Segmentation mask data
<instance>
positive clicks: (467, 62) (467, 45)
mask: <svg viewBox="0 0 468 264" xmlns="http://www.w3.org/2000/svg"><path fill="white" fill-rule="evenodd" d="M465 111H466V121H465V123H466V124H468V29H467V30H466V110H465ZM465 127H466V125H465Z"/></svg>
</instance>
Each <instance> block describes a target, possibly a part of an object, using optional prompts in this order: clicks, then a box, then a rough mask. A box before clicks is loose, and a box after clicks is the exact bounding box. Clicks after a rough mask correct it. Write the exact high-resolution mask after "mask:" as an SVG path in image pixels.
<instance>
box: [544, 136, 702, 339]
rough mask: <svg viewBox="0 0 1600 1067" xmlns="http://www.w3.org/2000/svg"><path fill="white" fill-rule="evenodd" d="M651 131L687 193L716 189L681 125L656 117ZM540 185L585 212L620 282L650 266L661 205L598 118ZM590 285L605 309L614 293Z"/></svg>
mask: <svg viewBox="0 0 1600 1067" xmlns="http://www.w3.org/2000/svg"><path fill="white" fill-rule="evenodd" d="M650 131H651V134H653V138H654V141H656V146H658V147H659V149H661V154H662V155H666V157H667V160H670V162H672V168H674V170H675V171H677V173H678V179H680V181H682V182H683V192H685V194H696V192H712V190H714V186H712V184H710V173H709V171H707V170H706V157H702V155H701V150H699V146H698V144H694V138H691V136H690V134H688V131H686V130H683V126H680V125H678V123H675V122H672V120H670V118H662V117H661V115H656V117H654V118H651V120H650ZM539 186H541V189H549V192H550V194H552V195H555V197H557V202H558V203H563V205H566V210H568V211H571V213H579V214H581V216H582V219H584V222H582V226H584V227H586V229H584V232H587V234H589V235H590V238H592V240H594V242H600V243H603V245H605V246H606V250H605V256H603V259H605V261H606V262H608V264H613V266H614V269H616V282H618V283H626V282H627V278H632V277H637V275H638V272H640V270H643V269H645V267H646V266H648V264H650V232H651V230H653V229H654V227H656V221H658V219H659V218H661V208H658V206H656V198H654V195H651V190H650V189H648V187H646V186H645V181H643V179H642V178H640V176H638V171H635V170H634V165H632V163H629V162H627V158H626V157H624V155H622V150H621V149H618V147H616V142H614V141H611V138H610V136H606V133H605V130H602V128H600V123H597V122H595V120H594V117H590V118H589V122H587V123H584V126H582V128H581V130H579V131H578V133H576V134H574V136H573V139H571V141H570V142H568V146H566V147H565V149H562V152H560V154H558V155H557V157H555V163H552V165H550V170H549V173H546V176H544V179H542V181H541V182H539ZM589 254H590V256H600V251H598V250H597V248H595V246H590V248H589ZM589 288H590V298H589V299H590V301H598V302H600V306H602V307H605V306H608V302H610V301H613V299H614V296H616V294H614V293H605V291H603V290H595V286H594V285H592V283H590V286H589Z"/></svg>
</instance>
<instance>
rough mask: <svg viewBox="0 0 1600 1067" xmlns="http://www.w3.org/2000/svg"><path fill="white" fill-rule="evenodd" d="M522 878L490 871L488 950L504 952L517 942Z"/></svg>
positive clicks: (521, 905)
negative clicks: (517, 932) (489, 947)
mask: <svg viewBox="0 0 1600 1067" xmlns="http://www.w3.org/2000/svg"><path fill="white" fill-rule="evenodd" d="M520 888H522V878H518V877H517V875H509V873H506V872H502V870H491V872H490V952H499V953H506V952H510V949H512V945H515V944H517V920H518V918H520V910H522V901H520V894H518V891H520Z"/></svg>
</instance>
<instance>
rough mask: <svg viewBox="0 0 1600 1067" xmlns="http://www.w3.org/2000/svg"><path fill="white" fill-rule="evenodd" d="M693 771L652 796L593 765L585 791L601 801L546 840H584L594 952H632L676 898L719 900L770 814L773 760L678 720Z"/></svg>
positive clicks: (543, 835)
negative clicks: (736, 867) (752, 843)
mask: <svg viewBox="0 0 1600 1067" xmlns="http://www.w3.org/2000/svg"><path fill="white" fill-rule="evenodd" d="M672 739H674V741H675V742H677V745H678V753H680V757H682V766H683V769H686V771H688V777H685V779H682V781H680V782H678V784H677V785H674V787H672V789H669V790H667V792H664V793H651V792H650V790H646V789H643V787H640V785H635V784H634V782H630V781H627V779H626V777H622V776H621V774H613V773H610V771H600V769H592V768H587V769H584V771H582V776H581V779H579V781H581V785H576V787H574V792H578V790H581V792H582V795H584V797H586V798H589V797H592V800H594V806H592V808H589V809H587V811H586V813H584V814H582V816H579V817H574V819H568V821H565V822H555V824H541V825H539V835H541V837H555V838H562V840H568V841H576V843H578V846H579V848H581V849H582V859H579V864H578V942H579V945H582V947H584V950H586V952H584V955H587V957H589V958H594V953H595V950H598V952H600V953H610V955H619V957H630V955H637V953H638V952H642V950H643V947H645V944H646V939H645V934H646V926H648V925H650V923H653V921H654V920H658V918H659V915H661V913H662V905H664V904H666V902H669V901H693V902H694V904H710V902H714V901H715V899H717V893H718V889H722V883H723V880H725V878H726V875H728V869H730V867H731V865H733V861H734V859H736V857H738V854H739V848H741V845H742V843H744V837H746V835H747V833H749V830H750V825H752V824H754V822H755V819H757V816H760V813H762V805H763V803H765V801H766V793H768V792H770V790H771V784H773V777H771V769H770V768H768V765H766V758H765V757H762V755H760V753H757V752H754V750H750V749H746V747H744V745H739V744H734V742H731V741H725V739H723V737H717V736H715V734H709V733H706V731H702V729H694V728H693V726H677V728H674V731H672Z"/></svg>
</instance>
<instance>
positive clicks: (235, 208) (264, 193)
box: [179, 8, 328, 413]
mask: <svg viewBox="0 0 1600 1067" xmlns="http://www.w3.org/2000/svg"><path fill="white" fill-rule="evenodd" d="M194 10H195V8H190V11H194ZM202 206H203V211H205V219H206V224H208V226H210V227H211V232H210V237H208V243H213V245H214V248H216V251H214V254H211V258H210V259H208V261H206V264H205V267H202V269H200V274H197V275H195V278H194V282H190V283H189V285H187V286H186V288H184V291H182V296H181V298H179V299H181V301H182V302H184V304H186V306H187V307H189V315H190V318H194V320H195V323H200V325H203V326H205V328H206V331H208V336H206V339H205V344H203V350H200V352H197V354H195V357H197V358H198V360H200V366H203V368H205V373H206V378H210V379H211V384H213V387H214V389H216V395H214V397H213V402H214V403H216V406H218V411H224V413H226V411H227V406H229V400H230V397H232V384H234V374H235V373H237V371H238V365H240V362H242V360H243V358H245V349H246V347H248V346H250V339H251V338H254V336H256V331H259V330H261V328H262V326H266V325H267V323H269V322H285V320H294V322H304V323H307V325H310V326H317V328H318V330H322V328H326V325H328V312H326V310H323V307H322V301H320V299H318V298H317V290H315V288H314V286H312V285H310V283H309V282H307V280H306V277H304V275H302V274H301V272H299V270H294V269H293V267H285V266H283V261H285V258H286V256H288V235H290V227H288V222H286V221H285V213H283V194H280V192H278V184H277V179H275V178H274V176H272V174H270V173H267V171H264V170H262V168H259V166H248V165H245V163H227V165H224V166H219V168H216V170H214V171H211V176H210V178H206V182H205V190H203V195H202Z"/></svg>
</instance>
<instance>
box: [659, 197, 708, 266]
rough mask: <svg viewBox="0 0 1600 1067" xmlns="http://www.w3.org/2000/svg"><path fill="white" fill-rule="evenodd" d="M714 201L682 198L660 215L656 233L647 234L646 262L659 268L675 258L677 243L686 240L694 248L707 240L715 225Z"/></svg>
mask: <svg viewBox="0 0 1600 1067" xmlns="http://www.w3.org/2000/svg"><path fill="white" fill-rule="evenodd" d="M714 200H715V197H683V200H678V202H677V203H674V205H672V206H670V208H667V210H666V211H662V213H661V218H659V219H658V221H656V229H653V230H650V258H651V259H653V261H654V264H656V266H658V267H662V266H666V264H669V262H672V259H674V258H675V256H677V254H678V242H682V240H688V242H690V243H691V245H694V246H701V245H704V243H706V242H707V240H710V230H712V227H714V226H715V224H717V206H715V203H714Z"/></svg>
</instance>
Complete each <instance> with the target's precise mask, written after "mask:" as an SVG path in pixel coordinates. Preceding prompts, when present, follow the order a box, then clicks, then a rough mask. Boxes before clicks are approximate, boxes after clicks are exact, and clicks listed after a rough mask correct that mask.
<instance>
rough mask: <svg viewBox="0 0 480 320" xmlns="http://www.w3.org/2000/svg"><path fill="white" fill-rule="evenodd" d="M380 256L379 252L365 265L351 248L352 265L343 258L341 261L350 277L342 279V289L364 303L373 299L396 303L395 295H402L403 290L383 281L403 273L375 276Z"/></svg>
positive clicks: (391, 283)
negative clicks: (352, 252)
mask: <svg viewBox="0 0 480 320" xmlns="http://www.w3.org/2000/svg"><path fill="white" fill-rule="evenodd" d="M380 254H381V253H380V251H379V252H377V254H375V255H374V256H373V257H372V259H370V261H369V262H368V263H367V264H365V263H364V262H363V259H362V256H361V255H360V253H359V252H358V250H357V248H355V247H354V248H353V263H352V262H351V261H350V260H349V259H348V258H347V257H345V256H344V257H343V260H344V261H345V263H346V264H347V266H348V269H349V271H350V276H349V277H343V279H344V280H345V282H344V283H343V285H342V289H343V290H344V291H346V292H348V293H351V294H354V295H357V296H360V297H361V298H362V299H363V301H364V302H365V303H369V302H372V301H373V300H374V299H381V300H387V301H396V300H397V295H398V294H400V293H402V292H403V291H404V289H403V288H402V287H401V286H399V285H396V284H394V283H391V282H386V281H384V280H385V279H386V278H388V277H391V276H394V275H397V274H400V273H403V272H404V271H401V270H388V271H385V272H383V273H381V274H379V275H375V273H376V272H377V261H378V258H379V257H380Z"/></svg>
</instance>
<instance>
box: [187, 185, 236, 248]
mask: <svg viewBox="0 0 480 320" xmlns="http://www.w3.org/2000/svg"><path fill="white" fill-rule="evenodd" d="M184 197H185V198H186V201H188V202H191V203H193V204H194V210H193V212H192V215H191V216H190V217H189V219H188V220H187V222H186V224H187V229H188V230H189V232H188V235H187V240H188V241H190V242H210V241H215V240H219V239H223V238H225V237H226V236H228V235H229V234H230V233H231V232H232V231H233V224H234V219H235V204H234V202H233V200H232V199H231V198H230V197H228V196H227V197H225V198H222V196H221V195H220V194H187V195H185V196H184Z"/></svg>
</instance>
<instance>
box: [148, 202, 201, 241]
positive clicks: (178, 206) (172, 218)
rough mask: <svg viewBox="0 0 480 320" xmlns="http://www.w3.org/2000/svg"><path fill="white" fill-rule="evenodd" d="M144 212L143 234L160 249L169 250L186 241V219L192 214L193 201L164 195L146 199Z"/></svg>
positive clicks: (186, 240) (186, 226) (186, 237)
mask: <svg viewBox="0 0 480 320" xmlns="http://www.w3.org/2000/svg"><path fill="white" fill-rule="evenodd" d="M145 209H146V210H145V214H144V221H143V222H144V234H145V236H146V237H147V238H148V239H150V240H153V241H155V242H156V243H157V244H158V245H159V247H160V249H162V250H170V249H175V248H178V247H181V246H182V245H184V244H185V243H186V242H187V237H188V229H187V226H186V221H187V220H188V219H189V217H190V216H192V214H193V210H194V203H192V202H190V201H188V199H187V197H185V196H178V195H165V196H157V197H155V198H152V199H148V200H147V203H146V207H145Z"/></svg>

WHAT NEEDS TO BE DONE
Go to the line with "positive clicks: (467, 62) (467, 45)" in the entries above and repeat every line from there through the line with "box: [544, 136, 702, 339]", exactly and with no other text.

OUTPUT BELOW
positive clicks: (467, 62) (467, 45)
mask: <svg viewBox="0 0 468 264" xmlns="http://www.w3.org/2000/svg"><path fill="white" fill-rule="evenodd" d="M465 111H466V121H465V123H466V124H468V29H467V30H466V110H465ZM465 127H466V125H465Z"/></svg>
</instance>
Each <instance> block describes a target, possibly a part of an object, using optional prompts in this order: clicks, then a box, then a rough mask. A box before clicks is loose, and a box after clicks is the exact bounding box. Clicks after a rough mask correct it. Write the exact high-resolution mask after "mask:" as an SVG path in image pixels.
<instance>
box: [544, 136, 702, 339]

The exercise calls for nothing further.